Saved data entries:
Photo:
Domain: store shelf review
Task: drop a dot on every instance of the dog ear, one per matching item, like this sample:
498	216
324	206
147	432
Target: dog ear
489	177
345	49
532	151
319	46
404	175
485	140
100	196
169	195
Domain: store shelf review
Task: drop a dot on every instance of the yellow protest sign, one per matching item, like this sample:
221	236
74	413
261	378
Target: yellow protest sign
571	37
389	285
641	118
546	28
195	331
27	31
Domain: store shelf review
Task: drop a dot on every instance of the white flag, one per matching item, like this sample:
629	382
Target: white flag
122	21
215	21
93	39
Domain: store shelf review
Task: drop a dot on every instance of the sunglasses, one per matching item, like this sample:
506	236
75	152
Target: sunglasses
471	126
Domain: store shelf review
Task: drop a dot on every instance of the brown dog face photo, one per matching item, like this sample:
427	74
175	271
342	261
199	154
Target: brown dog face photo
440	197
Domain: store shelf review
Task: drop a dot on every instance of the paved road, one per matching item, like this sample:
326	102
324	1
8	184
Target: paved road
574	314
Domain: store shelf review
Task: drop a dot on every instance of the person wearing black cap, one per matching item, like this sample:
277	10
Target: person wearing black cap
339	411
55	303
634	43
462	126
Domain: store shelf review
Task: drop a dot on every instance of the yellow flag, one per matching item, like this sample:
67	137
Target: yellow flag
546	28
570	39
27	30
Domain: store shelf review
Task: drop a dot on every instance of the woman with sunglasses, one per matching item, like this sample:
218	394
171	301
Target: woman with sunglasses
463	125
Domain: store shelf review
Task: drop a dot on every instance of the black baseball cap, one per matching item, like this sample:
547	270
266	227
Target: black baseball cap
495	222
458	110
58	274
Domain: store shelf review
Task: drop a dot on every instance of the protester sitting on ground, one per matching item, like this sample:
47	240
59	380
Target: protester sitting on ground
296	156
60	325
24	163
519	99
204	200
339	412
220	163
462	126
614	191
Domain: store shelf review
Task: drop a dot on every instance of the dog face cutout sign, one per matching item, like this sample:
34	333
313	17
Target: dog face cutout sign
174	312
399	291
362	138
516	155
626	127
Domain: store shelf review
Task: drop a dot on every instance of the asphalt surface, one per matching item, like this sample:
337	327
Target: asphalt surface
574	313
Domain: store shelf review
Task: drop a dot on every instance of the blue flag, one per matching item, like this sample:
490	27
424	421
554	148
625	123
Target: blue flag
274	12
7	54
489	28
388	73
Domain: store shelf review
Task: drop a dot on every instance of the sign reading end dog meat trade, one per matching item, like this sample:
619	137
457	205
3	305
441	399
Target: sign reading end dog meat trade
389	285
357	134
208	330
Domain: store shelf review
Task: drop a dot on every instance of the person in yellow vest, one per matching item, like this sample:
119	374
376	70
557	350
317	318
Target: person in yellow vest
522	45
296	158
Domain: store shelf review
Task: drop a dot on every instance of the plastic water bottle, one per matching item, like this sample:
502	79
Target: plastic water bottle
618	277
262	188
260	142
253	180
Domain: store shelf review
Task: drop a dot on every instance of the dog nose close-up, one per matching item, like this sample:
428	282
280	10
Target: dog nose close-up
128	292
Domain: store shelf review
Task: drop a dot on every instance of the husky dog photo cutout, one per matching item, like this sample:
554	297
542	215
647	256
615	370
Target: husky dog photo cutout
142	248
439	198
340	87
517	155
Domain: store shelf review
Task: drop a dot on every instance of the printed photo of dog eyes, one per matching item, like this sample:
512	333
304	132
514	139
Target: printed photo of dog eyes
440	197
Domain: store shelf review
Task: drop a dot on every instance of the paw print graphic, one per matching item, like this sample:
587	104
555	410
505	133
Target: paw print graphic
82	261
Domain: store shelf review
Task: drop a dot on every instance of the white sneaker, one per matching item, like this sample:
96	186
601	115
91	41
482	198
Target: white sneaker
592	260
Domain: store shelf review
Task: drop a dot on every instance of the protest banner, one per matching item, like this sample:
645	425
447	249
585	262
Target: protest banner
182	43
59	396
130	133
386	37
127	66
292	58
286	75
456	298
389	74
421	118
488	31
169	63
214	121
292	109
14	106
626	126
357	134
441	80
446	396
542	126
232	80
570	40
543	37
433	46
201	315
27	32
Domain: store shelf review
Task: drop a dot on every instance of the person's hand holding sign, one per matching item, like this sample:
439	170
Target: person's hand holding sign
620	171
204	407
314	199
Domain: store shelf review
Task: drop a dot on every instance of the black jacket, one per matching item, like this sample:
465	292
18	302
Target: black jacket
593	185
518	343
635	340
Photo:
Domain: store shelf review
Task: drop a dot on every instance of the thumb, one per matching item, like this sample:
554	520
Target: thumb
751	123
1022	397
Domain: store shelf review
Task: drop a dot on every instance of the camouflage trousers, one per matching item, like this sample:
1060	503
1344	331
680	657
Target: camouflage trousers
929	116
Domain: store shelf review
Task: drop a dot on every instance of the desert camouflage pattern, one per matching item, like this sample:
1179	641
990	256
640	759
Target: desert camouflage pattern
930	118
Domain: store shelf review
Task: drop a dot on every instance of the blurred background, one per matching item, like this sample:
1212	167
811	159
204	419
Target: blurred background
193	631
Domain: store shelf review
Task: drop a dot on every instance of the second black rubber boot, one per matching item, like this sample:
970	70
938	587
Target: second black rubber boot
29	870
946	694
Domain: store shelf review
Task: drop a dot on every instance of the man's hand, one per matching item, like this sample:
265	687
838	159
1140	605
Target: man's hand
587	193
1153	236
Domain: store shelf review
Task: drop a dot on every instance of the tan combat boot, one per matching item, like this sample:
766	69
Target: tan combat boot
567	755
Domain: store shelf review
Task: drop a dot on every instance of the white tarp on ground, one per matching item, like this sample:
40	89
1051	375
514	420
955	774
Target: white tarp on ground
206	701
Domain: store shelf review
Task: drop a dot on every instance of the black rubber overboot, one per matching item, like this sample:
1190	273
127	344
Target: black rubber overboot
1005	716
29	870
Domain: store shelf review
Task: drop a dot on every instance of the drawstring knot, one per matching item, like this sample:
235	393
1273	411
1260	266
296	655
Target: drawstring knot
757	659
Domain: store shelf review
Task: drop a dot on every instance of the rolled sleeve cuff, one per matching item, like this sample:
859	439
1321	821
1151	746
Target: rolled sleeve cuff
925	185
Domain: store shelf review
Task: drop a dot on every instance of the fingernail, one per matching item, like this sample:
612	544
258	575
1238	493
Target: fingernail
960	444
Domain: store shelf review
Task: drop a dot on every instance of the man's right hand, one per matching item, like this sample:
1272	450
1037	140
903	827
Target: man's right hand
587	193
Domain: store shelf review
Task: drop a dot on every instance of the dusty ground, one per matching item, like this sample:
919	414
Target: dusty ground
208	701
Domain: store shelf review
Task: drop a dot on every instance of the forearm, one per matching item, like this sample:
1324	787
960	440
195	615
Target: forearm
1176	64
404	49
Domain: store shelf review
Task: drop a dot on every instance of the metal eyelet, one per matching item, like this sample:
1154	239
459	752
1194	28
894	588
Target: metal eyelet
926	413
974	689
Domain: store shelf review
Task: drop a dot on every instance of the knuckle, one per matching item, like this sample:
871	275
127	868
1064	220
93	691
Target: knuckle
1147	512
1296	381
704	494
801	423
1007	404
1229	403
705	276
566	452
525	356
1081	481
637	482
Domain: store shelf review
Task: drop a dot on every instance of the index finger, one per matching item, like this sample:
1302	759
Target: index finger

Exercise:
Make an exact copy of every entry.

Solution to this task:
Photo:
Domain: store shelf review
Task: drop a dot on every instance of the dog ear, one per matching item, like this sample:
498	216
324	206
147	432
Target: dog ear
489	177
345	49
532	151
319	46
404	175
485	140
100	196
169	195
Domain: store shelf review
Task: drop a dot on every instance of the yellow protest sign, one per matching item, like this sample:
221	236
74	413
261	378
Target: yellow protest sign
571	37
389	285
641	118
546	28
195	331
27	31
Domain: store shelf review
Task: drop a dot on every instance of the white flag, one per matching item, like this sample:
629	382
Target: white flag
122	21
215	21
93	39
Domain: store shelf review
Task: drop a dot on every instance of the sunglasses, one per matching item, like this sample:
506	236
75	152
Target: sunglasses
471	126
Domain: store shelf review
Task: drop a dot on every instance of the brown dog face photo, one per matching item, like this sample:
427	74
175	271
342	261
199	154
Target: brown dog face photo
440	197
Domain: store shelf review
Task: drop a dot on every instance of the paved road, one per matching item, like this sample:
326	102
324	1
8	184
Target: paved road
574	314
Domain: store shelf review
Task: drop a dot on every instance of the person wearing black cap, one per matching item, like this sample:
277	10
Target: person wearing black cap
339	411
55	303
634	43
462	126
Domain: store shelf review
Task: drop a dot on every instance of the yellow flag, one per matching item, like this sample:
67	137
Target: yellow flag
546	28
570	39
27	30
Domain: store shelf review
Task: drop a dot on every instance of the woman with sunglasses, one per matching item, like this sample:
218	394
171	301
Target: woman with sunglasses
463	125
Domain: store shelf review
Task: drop a dot on every instance of the black baseball cap, one per matching item, like this sample:
547	270
266	227
Target: black baseball cap
495	222
458	110
58	274
Domain: store shelf review
Task: drop a dot on every instance of the protester sitting on ground, one per matching item, like this sample:
47	240
59	380
Target: protester sitting on ground
296	156
60	325
24	163
519	99
204	200
339	412
220	163
462	126
614	191
Domain: store shelf review
Task: drop a dot on every instance of the dog face cutout sign, one per matching item, like this sample:
34	333
313	17
Target: dog face cutout sign
174	312
399	291
362	138
516	155
626	127
Domain: store shelf review
Task: drop a dot on every instance of the asphalt surface, one per matching item, like this sample:
337	327
Target: asphalt surface
574	313
Domain: store shelf review
Task: drop a dot on every instance of the blue flag, one per matching item, like this sample:
490	27
424	421
554	148
625	123
Target: blue flag
274	12
7	54
489	28
388	73
Domain: store shelf review
Task: drop a dot on every instance of the sign reading end dog meat trade, one per matching item, like this sample:
619	137
457	205
3	305
441	399
Target: sign reading end dog meat trade
389	285
357	134
208	330
Domain: store shelf review
Task: drop a dot on every instance of the person in yellow vest, one per matching item, like this sample:
119	374
376	70
557	350
317	318
Target: person in yellow vest
522	45
296	158
Domain: store shelf review
Task: drop a dot on every instance of the plastic water bottle, one per matching item, like this sample:
502	79
Target: plastic water bottle
618	277
262	188
260	142
253	180
Domain: store shelf review
Task: drop a dot on every instance of the dog nose close-up, one per matching item, like this sample:
428	282
280	10
Target: dog nose close-up
128	292
Domain: store shelf review
Task: drop a dot on every instance of the husky dog photo cutout, one per matching item, like this sample:
554	297
542	215
647	256
615	370
Target: husky dog photo cutout
142	248
439	198
340	87
517	155
Domain: store shelf review
Task: drop a dot on every instance of the printed photo of dog eyes, one per matching item, like this sample:
512	333
304	132
514	139
Target: printed photo of dog eyes
440	197
Domain: store shelf review
Task: drop a dot on every instance of the paw print graphic, one per matching item, like this sample:
587	104
555	410
505	133
Target: paw print graphic
82	261
Domain: store shelf review
Task: drop a dot on every instance of the white sneaker, one per matching item, like this sample:
96	186
601	115
91	41
482	198
Target: white sneaker
592	260
Domain: store shelf review
Task: drop a dot on every instance of the protest banner, one per matching item, like this sample:
645	425
447	249
585	262
Target: protest banner
182	43
59	396
130	133
386	37
127	66
292	58
286	75
456	298
389	74
421	118
488	31
169	63
214	121
292	109
14	106
626	126
357	134
441	80
446	396
542	126
232	80
570	40
543	37
433	46
201	315
27	32
Domain: store shelf review
Task: drop a dot on every instance of the person's hand holding sign, one per matching item, like this sample:
439	170
Target: person's hand holding sign
620	171
204	407
314	199
Domain: store shelf review
Task: drop a dot on every instance of the black jacket, one per matching item, like this sample:
465	292
18	302
Target: black jacket
593	185
518	343
635	340
Photo:
Domain: store shelf review
Task: drop a dot on every instance of the thumb, one per matching item, like this sample:
554	520
Target: thumb
751	123
1022	397
Domain: store shelf review
Task: drop a dot on every instance of the camouflage trousers, one per matching item, like this sample:
1060	503
1344	331
680	657
Target: camouflage trousers
929	116
Domain: store shelf review
Task: drop a dot on every instance of the desert camouflage pattern, one per matching item, like this sample:
1179	641
990	256
640	759
Target: desert camouflage pattern
930	118
Domain: store shelf review
Task: drop a dot on every instance of the blurred background, one per matching item, like this sample:
1212	167
811	159
204	419
Target: blurred background
193	631
Domain: store shelf review
Task: drop a dot on every instance of the second black rubber boot, one per matching item, like this sample:
970	70
938	587
Target: second black rubber boot
29	870
946	694
Domain: store shelf review
Task: drop a dot on every instance of the man's hand, one per matching item, like this sample:
265	687
838	159
1140	605
Target: man's hand
587	193
1153	236
Domain: store shelf review
Task: drop a dot on every instance of the tan combat boot, one per matching item, like this sample:
766	69
Target: tan combat boot
567	755
Domain: store shelf review
Task: drop a dot on every instance of the white tarp on ground, one per matching item, like this sample:
40	89
1051	375
514	420
955	774
Target: white tarp on ground
206	701
Domain: store shelf review
Task: drop a dot on every instance of the black rubber overboot, one per matching item, like this sample:
1190	273
127	344
Target: black rubber overboot
1005	716
29	870
Domain: store shelf review
Task: drop a dot on every instance of the drawstring knot, one per matching item, like this sample:
235	393
1273	411
1260	266
296	655
Target: drawstring knot
757	659
Domain: store shelf review
Task: drop a dot on every instance of the rolled sleeve cuff, one per matching item, like this sample:
859	439
1321	821
1151	746
Target: rolled sleeve cuff
925	185
Domain: store shelf review
Task: drop a dot on every instance of the fingernail, one per matching item, like this sample:
612	544
258	575
1238	493
Target: fingernail
960	444
Domain: store shelf review
Task: drop a dot on every instance of the man's right hand, one per matching item, like this sample:
1272	450
1037	140
903	827
Target: man's right hand
587	193
Domain: store shelf review
Task: drop a dot on every instance of the dusty ground, one per matching item, like this sample:
919	414
Target: dusty ground
208	701
Domain: store shelf review
Task: drop a dot on every instance of the forearm, one per matching item, like this sample:
1324	787
960	440
195	615
Target: forearm
1176	64
404	49
Domain: store shelf review
Task: drop a dot on every instance of the metal eyelet, one per matching item, like this sample:
1154	239
459	752
1194	28
894	588
Target: metal eyelet
926	413
974	689
Domain: store shelf review
Task: drop a dot on every instance of the knuckle, one per matching item, like this sample:
871	275
127	868
1064	220
93	691
Target: knuckle
1147	512
1296	381
704	494
801	423
1007	404
1229	403
705	276
566	452
525	356
1081	481
637	482
Domain: store shelf review
Task: drop a dot on every instance of the index finger, one per matching item, like this sample:
1302	759
Target: index finger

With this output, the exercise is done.